▶ [AIM OF THE EXERCISE]:
In the IPO filing excerpt below, rewrite the stretch from "Boral Acquisition I" through "for $11.50 per share.", swapping "underwriter" for "underwriters".

▶ [PASSAGE PROVIDED]:
* * *

Emerging growth company ☒
If an emerging growth company, indicate by check
mark if the registrant has elected not to use the extended transition period for complying with any new or revised financial accounting
standards provided pursuant to Section 13(a) of the Exchange Act.
Item 1.01. Entry into a Material Definitive
Agreement.
On February 12, 2026, D.
Boral Acquisition I Corp. (the “Company”) consummated its initial public offering (“IPO”), which
consisted of 28,750,000 units (the “Units”), including the exercise in full by the underwriter of an option to purchase
up to 3,750,000 Units at the offering price to cover over-allotments. The Units were sold at a price of $10.00 per Unit, generating gross
proceeds to the Company of $287,500,000. Each Unit consists of one Class A ordinary share, par value $0.0001 per share (the “Class
A Ordinary Shares”), of the Company, and one-half of one redeemable warrant (each, a “Warrant”) of the Company,
with each whole Warrant entitling the holder thereof to purchase one Class A Ordinary Share for $11.50 per share.

* * *

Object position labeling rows
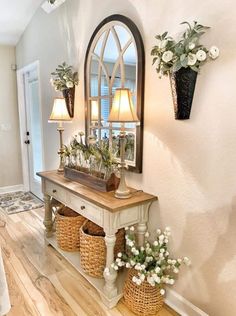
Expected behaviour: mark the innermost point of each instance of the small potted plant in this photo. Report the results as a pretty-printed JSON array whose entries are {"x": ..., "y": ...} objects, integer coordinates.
[
  {"x": 151, "y": 268},
  {"x": 181, "y": 60},
  {"x": 64, "y": 80}
]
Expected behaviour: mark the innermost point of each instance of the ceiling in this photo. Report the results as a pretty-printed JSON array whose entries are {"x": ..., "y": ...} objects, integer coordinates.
[{"x": 14, "y": 17}]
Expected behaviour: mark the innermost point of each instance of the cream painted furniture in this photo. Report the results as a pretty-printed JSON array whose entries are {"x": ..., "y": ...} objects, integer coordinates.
[
  {"x": 4, "y": 295},
  {"x": 106, "y": 211}
]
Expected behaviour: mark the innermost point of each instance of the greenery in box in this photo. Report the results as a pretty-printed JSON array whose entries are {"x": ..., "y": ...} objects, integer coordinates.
[{"x": 95, "y": 158}]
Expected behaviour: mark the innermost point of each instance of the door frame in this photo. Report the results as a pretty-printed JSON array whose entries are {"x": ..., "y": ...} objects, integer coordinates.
[{"x": 22, "y": 119}]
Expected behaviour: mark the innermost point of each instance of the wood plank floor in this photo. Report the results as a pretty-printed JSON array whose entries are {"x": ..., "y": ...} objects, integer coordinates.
[{"x": 40, "y": 281}]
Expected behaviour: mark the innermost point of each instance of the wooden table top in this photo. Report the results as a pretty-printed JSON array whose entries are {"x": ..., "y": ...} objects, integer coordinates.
[{"x": 106, "y": 200}]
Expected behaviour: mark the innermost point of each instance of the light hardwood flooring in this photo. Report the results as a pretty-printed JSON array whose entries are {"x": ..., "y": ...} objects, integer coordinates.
[{"x": 40, "y": 281}]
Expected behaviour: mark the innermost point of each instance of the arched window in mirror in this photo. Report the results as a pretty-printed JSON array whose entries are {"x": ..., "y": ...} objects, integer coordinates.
[{"x": 115, "y": 59}]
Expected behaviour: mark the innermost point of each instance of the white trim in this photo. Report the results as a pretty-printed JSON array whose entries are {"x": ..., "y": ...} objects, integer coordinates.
[
  {"x": 22, "y": 119},
  {"x": 181, "y": 305},
  {"x": 14, "y": 188},
  {"x": 48, "y": 8}
]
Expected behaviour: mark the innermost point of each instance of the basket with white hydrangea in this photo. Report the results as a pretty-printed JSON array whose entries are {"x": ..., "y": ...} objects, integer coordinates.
[
  {"x": 181, "y": 60},
  {"x": 64, "y": 79},
  {"x": 151, "y": 268}
]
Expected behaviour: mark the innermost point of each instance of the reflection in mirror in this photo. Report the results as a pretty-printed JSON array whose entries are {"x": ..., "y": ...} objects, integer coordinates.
[{"x": 115, "y": 59}]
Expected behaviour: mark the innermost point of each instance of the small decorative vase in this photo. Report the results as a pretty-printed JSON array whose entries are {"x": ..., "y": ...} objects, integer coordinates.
[
  {"x": 142, "y": 299},
  {"x": 69, "y": 95},
  {"x": 182, "y": 85}
]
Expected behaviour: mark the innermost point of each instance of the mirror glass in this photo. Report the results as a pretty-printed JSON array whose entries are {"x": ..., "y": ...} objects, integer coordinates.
[{"x": 115, "y": 59}]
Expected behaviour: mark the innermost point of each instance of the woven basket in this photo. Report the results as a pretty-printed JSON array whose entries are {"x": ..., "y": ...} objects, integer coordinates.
[
  {"x": 142, "y": 299},
  {"x": 93, "y": 248},
  {"x": 68, "y": 224}
]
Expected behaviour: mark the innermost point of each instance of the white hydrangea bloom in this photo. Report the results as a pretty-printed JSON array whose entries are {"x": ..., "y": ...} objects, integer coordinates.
[
  {"x": 201, "y": 55},
  {"x": 161, "y": 237},
  {"x": 214, "y": 52},
  {"x": 142, "y": 277},
  {"x": 162, "y": 292},
  {"x": 187, "y": 261},
  {"x": 192, "y": 59},
  {"x": 157, "y": 269},
  {"x": 176, "y": 270},
  {"x": 107, "y": 271},
  {"x": 167, "y": 56},
  {"x": 191, "y": 46}
]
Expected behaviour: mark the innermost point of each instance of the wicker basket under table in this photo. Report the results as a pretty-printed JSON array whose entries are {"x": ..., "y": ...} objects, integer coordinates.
[
  {"x": 93, "y": 248},
  {"x": 68, "y": 224},
  {"x": 142, "y": 299}
]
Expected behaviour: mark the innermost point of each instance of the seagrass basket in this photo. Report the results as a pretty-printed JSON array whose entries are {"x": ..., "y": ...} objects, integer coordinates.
[
  {"x": 68, "y": 224},
  {"x": 93, "y": 248},
  {"x": 142, "y": 299}
]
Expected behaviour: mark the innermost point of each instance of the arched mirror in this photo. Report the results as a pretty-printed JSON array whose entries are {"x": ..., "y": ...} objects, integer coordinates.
[{"x": 115, "y": 59}]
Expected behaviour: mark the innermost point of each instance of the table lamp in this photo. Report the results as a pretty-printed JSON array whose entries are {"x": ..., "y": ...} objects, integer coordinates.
[
  {"x": 59, "y": 115},
  {"x": 122, "y": 111}
]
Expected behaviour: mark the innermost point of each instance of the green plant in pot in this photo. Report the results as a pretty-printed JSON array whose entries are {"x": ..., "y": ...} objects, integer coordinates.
[
  {"x": 181, "y": 60},
  {"x": 64, "y": 79},
  {"x": 151, "y": 269}
]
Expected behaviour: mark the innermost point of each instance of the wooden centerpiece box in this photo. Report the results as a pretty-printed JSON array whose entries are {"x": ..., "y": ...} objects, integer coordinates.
[{"x": 92, "y": 181}]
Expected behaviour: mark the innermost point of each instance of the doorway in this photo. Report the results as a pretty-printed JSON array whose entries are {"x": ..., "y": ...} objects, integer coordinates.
[{"x": 30, "y": 115}]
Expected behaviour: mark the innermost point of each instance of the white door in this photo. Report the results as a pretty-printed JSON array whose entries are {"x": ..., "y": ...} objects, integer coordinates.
[{"x": 31, "y": 128}]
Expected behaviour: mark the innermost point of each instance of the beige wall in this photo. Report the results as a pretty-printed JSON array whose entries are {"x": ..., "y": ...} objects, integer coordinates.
[
  {"x": 190, "y": 164},
  {"x": 10, "y": 157}
]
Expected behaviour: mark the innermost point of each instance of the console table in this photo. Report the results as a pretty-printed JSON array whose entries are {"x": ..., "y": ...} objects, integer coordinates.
[{"x": 106, "y": 211}]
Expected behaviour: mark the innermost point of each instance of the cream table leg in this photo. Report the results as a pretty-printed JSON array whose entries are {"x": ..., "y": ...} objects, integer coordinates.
[
  {"x": 142, "y": 225},
  {"x": 48, "y": 223},
  {"x": 110, "y": 288}
]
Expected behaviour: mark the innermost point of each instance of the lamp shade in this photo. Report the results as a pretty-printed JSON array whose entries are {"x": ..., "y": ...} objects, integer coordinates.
[
  {"x": 59, "y": 111},
  {"x": 122, "y": 107}
]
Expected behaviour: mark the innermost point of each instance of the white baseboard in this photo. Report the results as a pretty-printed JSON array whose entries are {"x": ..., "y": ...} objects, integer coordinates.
[
  {"x": 181, "y": 305},
  {"x": 14, "y": 188}
]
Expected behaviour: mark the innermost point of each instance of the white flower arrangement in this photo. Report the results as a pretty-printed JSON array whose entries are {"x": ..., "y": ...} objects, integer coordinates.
[
  {"x": 64, "y": 78},
  {"x": 152, "y": 261},
  {"x": 170, "y": 56}
]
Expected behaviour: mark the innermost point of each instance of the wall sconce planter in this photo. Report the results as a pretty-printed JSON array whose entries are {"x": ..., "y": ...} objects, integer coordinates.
[
  {"x": 69, "y": 95},
  {"x": 91, "y": 181},
  {"x": 64, "y": 79},
  {"x": 182, "y": 87},
  {"x": 181, "y": 60}
]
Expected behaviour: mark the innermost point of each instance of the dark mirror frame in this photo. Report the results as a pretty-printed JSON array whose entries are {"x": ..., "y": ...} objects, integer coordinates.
[{"x": 140, "y": 83}]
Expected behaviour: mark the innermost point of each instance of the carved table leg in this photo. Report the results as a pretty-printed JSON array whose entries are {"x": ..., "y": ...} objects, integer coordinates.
[
  {"x": 142, "y": 225},
  {"x": 110, "y": 288},
  {"x": 48, "y": 223}
]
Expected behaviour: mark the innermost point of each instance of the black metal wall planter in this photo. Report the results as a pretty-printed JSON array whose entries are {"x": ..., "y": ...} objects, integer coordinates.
[{"x": 182, "y": 86}]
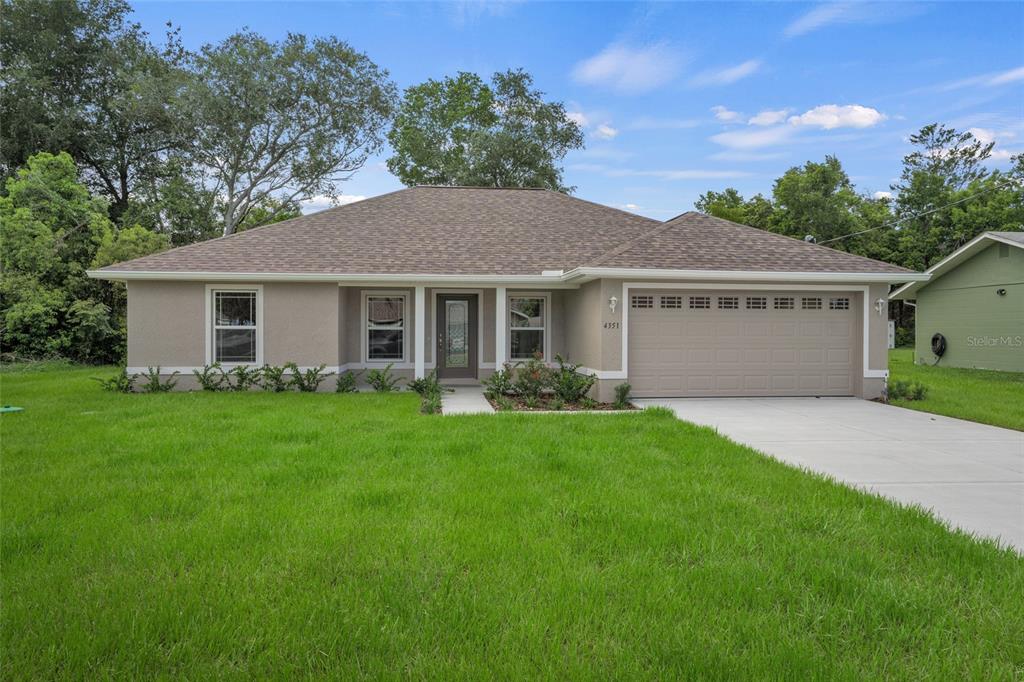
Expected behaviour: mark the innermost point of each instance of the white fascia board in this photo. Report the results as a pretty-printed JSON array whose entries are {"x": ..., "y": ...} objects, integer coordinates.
[{"x": 742, "y": 275}]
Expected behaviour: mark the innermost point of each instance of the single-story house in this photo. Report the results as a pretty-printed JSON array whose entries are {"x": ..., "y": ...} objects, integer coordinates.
[
  {"x": 463, "y": 280},
  {"x": 971, "y": 311}
]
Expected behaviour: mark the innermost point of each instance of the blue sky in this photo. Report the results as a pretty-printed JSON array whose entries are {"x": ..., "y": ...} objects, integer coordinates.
[{"x": 678, "y": 98}]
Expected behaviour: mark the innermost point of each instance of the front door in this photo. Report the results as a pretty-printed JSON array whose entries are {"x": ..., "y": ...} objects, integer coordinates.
[{"x": 457, "y": 336}]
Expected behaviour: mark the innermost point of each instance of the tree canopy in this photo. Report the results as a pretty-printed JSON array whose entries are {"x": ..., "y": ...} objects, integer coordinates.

* * *

▶ [RESULT OF THE EXERCISE]:
Boral Acquisition I Corp. (the “Company”) consummated its initial public offering (“IPO”), which
consisted of 28,750,000 units (the “Units”), including the exercise in full by the underwriters of an option to purchase
up to 3,750,000 Units at the offering price to cover over-allotments. The Units were sold at a price of $10.00 per Unit, generating gross
proceeds to the Company of $287,500,000. Each Unit consists of one Class A ordinary share, par value $0.0001 per share (the “Class
A Ordinary Shares”), of the Company, and one-half of one redeemable warrant (each, a “Warrant”) of the Company,
with each whole Warrant entitling the holder thereof to purchase one Class A Ordinary Share for $11.50 per share.